■ Work instructions:
Pull out every line of the records that contains the word "aerial", and copy each one in full.

■ Supplied data:
-*-
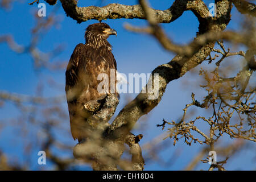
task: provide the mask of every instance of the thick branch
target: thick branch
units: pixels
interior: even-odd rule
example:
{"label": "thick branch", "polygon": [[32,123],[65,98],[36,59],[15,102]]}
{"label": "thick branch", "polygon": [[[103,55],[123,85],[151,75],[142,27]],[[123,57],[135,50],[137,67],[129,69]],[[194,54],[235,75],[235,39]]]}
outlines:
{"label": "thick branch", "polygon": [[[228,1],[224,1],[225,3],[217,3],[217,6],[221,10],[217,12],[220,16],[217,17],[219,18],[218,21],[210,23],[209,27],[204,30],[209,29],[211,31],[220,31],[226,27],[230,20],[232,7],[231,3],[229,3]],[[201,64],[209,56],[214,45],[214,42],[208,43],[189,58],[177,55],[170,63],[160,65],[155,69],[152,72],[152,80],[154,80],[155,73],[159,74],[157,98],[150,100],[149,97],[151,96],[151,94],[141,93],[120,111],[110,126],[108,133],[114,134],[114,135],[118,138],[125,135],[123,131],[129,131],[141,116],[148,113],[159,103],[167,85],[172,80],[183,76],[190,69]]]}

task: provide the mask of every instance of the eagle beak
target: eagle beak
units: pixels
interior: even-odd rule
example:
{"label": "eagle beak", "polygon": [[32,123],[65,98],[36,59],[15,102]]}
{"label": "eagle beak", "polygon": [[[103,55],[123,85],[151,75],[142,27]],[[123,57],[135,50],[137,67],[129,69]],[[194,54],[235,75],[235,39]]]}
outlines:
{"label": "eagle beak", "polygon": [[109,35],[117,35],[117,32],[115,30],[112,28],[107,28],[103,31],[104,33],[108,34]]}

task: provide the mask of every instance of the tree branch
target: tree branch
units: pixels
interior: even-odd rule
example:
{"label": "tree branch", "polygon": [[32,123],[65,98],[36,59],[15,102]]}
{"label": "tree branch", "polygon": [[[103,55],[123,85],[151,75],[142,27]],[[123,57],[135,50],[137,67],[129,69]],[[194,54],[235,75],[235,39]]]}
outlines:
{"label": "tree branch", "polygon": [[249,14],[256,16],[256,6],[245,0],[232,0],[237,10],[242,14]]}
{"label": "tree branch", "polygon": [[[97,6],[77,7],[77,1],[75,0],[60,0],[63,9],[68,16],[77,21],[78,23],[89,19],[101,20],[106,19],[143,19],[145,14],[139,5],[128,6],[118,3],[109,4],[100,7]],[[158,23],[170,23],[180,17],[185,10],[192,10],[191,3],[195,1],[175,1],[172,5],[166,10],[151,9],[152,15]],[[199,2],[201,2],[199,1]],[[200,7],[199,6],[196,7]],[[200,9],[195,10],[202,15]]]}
-*-
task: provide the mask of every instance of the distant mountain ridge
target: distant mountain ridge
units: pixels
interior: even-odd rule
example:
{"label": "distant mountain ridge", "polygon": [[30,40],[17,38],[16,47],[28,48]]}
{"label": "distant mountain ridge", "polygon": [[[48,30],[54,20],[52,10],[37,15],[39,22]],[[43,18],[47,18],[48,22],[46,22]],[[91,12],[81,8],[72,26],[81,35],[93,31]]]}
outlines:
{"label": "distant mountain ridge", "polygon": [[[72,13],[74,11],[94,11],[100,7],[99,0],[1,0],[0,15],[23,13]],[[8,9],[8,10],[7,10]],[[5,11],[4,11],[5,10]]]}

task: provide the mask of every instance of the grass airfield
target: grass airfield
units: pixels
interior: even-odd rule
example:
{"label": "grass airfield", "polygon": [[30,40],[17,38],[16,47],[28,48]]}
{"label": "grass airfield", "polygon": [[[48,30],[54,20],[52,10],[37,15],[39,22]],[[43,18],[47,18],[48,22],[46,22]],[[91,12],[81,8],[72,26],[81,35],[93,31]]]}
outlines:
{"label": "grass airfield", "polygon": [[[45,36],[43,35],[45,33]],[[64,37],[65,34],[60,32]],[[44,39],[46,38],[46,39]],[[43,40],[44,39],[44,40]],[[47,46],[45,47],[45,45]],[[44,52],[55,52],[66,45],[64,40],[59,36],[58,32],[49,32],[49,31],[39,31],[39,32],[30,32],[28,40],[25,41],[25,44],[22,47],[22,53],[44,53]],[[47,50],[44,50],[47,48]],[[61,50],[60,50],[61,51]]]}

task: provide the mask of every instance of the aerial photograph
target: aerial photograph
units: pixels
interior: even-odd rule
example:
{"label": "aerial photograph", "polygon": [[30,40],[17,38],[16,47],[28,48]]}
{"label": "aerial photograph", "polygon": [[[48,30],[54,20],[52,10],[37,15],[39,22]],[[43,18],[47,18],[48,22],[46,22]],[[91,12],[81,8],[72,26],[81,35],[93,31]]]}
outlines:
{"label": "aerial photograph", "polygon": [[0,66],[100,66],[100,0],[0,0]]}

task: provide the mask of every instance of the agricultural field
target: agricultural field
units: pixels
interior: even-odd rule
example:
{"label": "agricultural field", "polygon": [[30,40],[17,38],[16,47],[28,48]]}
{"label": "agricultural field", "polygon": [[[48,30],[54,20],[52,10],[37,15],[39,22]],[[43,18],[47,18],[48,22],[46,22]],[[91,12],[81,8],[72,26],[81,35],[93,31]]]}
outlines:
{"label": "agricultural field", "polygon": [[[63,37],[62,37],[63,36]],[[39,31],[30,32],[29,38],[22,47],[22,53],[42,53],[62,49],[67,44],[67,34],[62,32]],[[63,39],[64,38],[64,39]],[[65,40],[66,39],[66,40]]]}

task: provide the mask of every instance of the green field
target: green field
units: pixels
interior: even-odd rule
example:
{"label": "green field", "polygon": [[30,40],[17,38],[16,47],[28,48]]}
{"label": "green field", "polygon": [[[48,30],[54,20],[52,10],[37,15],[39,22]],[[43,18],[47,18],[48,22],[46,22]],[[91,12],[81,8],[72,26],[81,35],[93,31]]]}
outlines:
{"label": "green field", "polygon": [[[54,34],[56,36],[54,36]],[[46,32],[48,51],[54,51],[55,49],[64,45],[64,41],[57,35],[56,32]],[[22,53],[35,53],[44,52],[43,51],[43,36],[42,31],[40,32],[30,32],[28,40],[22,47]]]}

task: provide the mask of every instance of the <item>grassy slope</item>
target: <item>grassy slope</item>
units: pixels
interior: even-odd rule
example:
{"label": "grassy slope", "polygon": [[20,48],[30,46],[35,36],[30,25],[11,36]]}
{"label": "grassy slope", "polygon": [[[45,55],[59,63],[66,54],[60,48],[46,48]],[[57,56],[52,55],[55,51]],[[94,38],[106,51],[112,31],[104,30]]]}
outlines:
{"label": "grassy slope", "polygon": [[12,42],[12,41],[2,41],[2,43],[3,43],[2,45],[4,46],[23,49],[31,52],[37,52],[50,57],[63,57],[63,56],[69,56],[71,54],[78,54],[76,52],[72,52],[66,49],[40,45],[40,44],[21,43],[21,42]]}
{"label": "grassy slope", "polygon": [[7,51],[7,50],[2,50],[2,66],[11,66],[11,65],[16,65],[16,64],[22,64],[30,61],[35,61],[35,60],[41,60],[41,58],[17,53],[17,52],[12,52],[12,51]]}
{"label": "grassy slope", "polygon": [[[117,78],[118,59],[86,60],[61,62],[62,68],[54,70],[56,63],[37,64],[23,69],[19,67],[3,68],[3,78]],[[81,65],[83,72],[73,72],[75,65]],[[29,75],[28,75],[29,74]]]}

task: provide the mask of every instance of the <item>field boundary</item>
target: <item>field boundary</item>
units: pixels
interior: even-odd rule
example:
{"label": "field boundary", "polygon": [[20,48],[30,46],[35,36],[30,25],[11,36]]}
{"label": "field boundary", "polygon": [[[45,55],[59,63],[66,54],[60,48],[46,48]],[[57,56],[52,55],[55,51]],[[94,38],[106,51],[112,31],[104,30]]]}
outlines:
-*-
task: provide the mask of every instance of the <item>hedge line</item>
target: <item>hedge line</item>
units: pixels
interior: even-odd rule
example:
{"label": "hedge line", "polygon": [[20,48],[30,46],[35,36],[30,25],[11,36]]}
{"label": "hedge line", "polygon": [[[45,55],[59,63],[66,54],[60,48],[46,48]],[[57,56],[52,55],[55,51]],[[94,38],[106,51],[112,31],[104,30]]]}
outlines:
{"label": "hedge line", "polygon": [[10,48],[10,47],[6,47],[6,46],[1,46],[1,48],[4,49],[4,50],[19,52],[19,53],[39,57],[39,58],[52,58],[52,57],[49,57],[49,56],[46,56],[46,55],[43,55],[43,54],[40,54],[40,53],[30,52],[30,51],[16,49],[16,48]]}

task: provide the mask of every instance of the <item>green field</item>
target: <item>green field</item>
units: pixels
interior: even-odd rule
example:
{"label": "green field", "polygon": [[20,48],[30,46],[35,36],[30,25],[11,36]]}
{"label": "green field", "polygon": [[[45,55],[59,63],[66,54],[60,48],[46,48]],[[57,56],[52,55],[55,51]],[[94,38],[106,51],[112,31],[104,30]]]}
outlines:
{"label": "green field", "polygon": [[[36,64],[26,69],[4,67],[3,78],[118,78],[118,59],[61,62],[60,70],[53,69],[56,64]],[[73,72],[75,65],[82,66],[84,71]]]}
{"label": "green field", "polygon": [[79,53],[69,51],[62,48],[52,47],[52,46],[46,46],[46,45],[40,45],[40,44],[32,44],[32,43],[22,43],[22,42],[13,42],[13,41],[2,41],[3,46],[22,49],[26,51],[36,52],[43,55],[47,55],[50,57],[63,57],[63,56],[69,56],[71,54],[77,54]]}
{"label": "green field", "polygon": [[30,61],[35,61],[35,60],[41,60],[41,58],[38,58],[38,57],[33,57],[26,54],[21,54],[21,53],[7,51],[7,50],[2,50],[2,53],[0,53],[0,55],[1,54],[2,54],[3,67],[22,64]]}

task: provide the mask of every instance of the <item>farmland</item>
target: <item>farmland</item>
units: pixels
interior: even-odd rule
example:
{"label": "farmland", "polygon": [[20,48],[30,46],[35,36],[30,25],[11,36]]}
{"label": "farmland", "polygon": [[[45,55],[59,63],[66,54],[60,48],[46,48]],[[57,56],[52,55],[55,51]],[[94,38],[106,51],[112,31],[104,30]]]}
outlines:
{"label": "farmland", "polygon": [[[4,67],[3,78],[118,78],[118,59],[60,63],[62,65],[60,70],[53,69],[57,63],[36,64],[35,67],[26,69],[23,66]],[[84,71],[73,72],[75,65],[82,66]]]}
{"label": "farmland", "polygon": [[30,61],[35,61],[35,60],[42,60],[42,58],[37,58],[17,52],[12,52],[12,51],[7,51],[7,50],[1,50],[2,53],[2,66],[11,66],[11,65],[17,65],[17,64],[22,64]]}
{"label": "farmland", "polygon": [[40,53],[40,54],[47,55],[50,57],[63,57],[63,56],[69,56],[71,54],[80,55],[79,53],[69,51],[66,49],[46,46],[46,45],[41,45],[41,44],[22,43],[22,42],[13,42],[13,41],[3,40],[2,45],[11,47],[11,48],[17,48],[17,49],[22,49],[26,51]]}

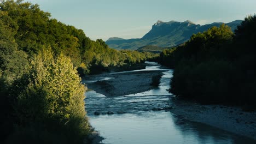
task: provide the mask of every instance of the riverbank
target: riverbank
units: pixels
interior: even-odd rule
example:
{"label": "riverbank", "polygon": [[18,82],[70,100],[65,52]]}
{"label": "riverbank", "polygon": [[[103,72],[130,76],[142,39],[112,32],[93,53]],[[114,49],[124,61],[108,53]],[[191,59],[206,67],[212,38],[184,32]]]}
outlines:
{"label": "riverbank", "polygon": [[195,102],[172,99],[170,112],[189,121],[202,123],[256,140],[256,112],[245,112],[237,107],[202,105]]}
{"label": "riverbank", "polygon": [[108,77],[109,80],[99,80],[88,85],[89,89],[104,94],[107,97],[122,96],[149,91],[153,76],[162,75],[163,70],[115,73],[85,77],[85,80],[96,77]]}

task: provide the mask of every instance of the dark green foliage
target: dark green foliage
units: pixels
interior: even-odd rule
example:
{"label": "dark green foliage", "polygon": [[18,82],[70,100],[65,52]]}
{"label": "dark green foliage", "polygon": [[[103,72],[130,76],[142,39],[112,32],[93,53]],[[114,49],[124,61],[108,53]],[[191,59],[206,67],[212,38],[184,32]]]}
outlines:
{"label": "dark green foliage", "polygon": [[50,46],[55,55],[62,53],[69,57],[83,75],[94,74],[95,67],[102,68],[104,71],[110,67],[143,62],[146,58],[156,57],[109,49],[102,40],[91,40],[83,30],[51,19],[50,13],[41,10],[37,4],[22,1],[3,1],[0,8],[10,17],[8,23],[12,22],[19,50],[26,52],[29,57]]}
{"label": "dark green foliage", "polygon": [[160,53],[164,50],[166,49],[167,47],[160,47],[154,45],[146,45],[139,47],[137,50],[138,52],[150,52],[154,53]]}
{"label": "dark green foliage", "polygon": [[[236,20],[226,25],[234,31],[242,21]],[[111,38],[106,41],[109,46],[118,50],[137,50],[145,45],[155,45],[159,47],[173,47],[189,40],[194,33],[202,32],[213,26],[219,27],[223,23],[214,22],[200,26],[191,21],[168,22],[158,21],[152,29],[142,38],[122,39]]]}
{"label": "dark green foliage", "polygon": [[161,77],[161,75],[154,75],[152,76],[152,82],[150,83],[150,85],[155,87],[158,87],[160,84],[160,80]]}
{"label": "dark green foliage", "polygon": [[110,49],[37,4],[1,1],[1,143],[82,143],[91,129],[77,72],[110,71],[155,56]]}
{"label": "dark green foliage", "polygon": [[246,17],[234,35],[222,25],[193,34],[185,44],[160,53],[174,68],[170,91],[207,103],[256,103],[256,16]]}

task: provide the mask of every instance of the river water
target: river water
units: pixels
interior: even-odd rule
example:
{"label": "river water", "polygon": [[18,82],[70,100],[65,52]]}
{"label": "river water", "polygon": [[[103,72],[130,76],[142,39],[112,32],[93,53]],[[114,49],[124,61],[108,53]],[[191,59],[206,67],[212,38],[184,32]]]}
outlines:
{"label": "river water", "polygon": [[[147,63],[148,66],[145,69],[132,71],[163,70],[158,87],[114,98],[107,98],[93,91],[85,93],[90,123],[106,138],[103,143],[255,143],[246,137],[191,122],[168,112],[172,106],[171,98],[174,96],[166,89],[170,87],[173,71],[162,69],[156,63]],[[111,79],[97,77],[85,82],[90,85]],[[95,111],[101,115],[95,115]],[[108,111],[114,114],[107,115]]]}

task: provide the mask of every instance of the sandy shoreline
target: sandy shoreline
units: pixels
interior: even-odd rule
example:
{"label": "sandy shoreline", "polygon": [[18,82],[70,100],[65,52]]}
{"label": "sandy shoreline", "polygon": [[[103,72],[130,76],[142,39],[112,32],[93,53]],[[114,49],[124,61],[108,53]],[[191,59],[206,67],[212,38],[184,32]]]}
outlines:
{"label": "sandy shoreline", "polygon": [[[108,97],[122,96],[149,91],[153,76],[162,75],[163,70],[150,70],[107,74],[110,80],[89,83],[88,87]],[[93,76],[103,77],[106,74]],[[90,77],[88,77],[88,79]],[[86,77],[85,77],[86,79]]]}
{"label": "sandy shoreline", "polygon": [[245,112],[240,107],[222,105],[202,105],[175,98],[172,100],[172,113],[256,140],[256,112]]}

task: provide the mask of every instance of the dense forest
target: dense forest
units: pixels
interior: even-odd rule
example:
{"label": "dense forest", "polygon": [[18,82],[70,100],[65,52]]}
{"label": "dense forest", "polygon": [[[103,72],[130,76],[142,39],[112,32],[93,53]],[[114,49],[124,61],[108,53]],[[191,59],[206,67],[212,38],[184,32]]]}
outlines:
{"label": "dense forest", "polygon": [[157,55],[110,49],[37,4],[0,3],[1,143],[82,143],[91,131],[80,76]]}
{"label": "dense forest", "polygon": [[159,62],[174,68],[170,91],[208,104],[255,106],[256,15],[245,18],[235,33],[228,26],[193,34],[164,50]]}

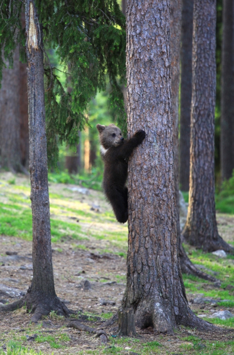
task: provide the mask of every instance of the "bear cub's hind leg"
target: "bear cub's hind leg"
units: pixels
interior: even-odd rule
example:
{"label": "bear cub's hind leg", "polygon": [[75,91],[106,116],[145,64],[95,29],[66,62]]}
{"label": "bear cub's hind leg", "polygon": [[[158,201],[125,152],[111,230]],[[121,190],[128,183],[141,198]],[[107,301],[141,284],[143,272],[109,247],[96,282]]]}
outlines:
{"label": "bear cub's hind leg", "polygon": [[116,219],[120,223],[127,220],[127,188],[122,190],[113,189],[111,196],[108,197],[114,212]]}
-*-
■ Response below:
task: provide the mask of every instance of the aerial photograph
target: aerial photograph
{"label": "aerial photograph", "polygon": [[30,40],[17,38],[16,47],[28,48]]}
{"label": "aerial photograph", "polygon": [[[48,30],[54,20],[52,10],[37,15],[39,22]],[[43,18],[47,18],[48,22],[46,22]],[[91,12],[81,8],[72,26],[81,35],[93,31]]]}
{"label": "aerial photograph", "polygon": [[0,66],[100,66],[100,0],[0,0]]}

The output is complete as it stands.